*課題*:
以下のプレミア商品をめぐる文章を、最後の文に続けて書き進めよ。

*抜粋した文章*:
• • • • • • •
復活・プレミアについて 3
後藤夕貴
更新日:2006年1月22日
 さて。
 前回は「以前プレミアが付いていた物が、後にゴミ扱いされる事もある」という話をしましたが、今回はこれをさらに掘り下げてみたいと思います。

 なお、またまた念を押しておきますが、ここの話題で例に取り上げているものは、主に玩具系などのアイテムです。
 たまに書籍も扱いますが。
 とにかく、あらゆるプレミア商品を対象にまとめているわけではありませんので、その辺ご理解の上、お付き合いください。

●過去の製品の完成度の否定
 前回は「プレミア価値がなくなったと言っても、その商品の完成度の高さまで否定されたとは限らない」という方向の話をしました。
 ところが、実際には「完成度を否定されたために価値が下がった」というアイテムも存在しているのです。
 言うまでもありませんが、新しい商品の方が、大概において古い商品より高いレベルを誇っているものです。
 中には逆転現象を起こしているものもありますが(笑)、まず、こう言い切っても間違いではないでしょう。

 以前、こんな事がありました。
• • • • • • •
[位置特定の項目]
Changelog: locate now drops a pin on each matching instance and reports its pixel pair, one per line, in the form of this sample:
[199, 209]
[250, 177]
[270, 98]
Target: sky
• • • • • • •
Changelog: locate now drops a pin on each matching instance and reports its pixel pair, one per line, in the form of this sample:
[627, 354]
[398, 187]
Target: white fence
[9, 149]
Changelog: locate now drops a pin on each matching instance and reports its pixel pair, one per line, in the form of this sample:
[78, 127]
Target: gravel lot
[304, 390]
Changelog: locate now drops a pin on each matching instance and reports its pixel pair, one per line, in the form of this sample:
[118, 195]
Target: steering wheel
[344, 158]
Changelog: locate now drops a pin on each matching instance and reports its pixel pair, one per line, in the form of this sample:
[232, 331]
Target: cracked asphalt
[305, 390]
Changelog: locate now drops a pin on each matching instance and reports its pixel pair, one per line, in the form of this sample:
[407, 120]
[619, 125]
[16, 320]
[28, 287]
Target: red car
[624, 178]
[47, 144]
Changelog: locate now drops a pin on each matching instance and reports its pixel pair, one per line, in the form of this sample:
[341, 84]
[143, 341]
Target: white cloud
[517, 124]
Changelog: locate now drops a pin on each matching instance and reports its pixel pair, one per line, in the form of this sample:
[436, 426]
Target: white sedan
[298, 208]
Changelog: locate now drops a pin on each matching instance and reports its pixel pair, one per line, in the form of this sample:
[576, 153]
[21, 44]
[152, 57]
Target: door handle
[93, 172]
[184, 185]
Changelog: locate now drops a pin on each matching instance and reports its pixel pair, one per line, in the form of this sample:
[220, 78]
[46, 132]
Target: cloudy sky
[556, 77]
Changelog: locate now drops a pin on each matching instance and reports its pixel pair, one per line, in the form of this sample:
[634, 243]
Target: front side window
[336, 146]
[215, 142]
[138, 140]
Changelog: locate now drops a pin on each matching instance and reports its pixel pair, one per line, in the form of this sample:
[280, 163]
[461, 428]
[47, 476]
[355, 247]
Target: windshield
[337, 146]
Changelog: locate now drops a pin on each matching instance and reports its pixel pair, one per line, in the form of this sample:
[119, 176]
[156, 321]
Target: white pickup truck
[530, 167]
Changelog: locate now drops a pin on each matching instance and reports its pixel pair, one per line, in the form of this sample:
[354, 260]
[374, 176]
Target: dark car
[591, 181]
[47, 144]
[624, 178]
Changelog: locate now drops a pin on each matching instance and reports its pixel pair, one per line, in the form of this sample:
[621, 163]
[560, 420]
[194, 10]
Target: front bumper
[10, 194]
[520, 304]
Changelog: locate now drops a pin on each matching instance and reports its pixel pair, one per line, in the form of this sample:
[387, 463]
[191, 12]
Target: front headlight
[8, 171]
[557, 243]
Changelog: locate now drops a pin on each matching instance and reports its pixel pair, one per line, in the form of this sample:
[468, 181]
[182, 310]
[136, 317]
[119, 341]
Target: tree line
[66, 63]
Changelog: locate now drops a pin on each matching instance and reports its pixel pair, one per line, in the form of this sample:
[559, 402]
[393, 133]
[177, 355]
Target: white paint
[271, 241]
• • • • • • •
*課題の解答*:
 とある場所でたまたま耳にした事なのですが、80年代のDX超合金(合体セット物。現在は数万円単位のプレミアが付くレベル)を指して、「どうしてこんなに出来の悪い物に、高い値段付けているんだ?」という会話をしていた人が居たそうです。
 これはどこかのプレミアショップ内でのエピソードだと思うのですが、疑問を唱えていた人は、別に店への文句として述べていたわけではないらしく、本当に価値が理解できていなかっただけのようで、連れの人と一緒に首を傾げていたそうです。

 とはいえ、これは別にその人が悪いという話ではありません。
 普通に考えれば、たかがおもちゃに数万円も払える人の方が異常なのですから。
 疑問を抱くのは当然なのでしょう。
 だけど、その話を筆者にしてくれた人に言わせると、最近そんな話を聞く機会が増えたんだそうです。
 今の商品の方が完成度も高く、プレイバリューもあるというのに、そちらには価値が付かず、大昔のろくにギミックもない商品がもてはやされるのは、納得がいかないという理屈らしいです。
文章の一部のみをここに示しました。